◆ **Dataset content**
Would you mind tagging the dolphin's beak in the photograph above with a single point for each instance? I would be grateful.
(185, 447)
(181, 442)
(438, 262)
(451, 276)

◆ **Exercise objective**
An identical copy of the entries above is the expected result.

◆ **Task result**
Would you mind tagging the dolphin's beak in the photograph above with a single point for each instance? I would be grateful.
(185, 447)
(181, 442)
(438, 262)
(451, 276)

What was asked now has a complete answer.